Banks store individual’s cash and savings. Most of this money doesn’t just sit in a vault – banks use it for loans and investments that generate returns. At big for-profit banks like Chase and Bank of America, some of this money is used to finance the fossil fuel industry. Over the past 6 years, the world’s 60 largest banks have poured over $4.6 trillion into the fossil fuel industry, driving climate chaos and causing deadly impacts of people and the environment. [1]
The fossil fuel industry would not be able to exist without large investments. They require large loans to finance capital-intensive infrastructure, institutions to underwire their corporate bonds, and brokers to trade their shares. Luckily, we collectively have the power to end fossil fuel investments. Big banks and their shareholders care about their public image as trustworthy institutions. In the face of a nationwide grassroots divestment movement, they are already feeling the pressure to divest from fossil fuels and establish sustainable investment guidelines. [2]
To demonstrate the financial pathways through which your saved money flows to the fossil fuel industry, we’ve put together two charts comparing finances between an average person and a divested, green-banking individual:

Each of the financial instruments, institutions, and their relative financing of the fossil fuel industry is described below. As a summary, we’ve estimated how much the average U.S. household is contributing to financing fossil fuels:
(The difference between the mean and median household highlights massive wealth inequality the U.S.)
Transactional Accounts
Banks store individual’s cash and savings – “transactional accounts”. Traditionally, banks are federally required to store some percent of it as cash that people can access, the “reserve requirement”; the rest gets invested. In March 2020, this requirement was removed and set to 0%. U.S. banks no longer have to have a minimum amount of liquid cash backing their transactional deposits.

## Information supplied
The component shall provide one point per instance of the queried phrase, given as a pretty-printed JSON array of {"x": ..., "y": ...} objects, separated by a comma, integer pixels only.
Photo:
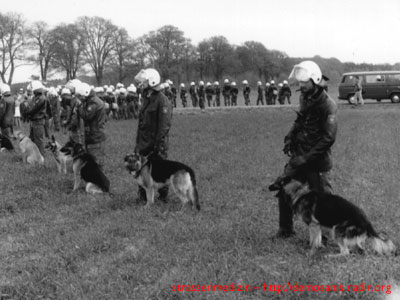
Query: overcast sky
[{"x": 357, "y": 30}]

## Instructions
a - In the text on banks and fossil fuel financing, why does it say people collectively have the power to end fossil fuel investments? Answer in one to three sentences.
b - Write the next part of the text on banks and fossil fuel financing, picking up after its last sentence.

## Outputs for the tasks
a - Big banks and their shareholders care about their public image as trustworthy institutions. Facing a nationwide grassroots divestment movement, they already feel pressure to divest from fossil fuels and adopt sustainable investment guidelines.

b -
Fossil fuel financing by banks has been well documented by “Banking on Climate Chaos“. Financing refers to lending, underwriting of bonds, and equity insurance, and does not include stock investments. Looking at yearly financial statements of several banks, “trading account securities” vs “commercial and industrial loans”, banks do a lot more lending than investing, so it is reasonable to assume that the financing number is representative of the total business. U.S.-based banks have about 7% of their financing business with fossil fuel companies.[3]
Stocks
The most popular way to invest in stocks is by purchasing Exchange Traded Funds (ETFs) which effectively give the holder a small slice of all the companies that the ETF invests in. The most popular ETFs invest in some subset of the stock market. Fossil Free Funds has an extensive set of metrics on the fossil fuel investments of funds. If we choose to look at VT[4] as a good weighted representation of the global stock market, it is 7.39% invested in fossil fuels. You’ll notice that the top ETFs sorted by Assets Under Management (AUM) actually have slightly lower fossil fuel exposure because they often trade only U.S. companies, while many fossil fuel companies are not US-based. Performing the average of the top 30 ETFs weighted by their AUM gives a mean of 7% fossil fuel investment, representing $371 billion out of $5.6 trillion of publicly-traded capital.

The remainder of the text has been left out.